* [Exercise brief]
When you answer, give every record back exactly as written.

Saved entries
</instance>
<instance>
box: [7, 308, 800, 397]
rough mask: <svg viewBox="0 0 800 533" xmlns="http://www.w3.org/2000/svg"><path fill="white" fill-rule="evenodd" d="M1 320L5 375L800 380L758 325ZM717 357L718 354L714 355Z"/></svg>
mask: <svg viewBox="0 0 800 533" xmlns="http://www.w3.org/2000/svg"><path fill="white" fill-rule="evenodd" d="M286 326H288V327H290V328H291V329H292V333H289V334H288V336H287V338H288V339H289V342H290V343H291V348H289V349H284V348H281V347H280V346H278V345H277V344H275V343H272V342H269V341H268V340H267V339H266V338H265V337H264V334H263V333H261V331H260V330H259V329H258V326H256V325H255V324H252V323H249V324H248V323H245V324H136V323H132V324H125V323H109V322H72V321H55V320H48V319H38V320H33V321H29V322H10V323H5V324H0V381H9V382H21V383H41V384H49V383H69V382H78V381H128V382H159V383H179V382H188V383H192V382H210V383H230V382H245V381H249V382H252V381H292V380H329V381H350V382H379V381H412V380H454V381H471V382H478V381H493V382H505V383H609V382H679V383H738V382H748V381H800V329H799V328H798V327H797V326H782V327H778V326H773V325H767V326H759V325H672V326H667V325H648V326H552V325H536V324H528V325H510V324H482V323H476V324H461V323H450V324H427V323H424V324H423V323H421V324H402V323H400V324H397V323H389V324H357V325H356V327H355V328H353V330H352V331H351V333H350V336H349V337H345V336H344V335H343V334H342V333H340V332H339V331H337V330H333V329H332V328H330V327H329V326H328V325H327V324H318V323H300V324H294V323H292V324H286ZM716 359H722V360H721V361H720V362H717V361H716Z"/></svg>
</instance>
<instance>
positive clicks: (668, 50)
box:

* [Expected answer]
</instance>
<instance>
box: [7, 308, 800, 397]
rough mask: <svg viewBox="0 0 800 533" xmlns="http://www.w3.org/2000/svg"><path fill="white" fill-rule="evenodd" d="M1 320L5 375L800 380L758 325ZM717 357L718 354L714 355Z"/></svg>
mask: <svg viewBox="0 0 800 533" xmlns="http://www.w3.org/2000/svg"><path fill="white" fill-rule="evenodd" d="M286 326H288V327H290V328H291V329H292V333H289V334H288V336H287V338H288V339H289V342H290V343H291V348H289V349H284V348H281V347H280V346H278V345H277V344H275V343H272V342H269V341H268V340H267V339H266V338H265V337H264V334H263V333H261V331H260V330H259V329H258V326H256V325H255V324H252V323H249V324H248V323H245V324H136V323H132V324H125V323H109V322H72V321H55V320H48V319H38V320H33V321H29V322H10V323H5V324H0V381H9V382H21V383H41V384H49V383H69V382H78V381H128V382H159V383H179V382H188V383H192V382H210V383H230V382H245V381H249V382H252V381H292V380H329V381H350V382H379V381H412V380H454V381H471V382H478V381H493V382H505V383H609V382H679V383H738V382H748V381H800V329H799V328H798V327H797V326H782V327H778V326H773V325H767V326H759V325H672V326H667V325H648V326H552V325H536V324H528V325H510V324H482V323H476V324H461V323H450V324H427V323H424V324H423V323H421V324H402V323H400V324H397V323H389V324H357V325H356V327H355V328H353V330H352V331H351V333H350V336H349V337H345V336H344V335H343V334H342V333H340V332H339V331H337V330H333V329H332V328H330V327H329V326H328V325H327V324H318V323H300V324H294V323H292V324H286ZM716 359H722V360H721V361H720V362H717V361H716Z"/></svg>
</instance>
<instance>
positive clicks: (668, 50)
box:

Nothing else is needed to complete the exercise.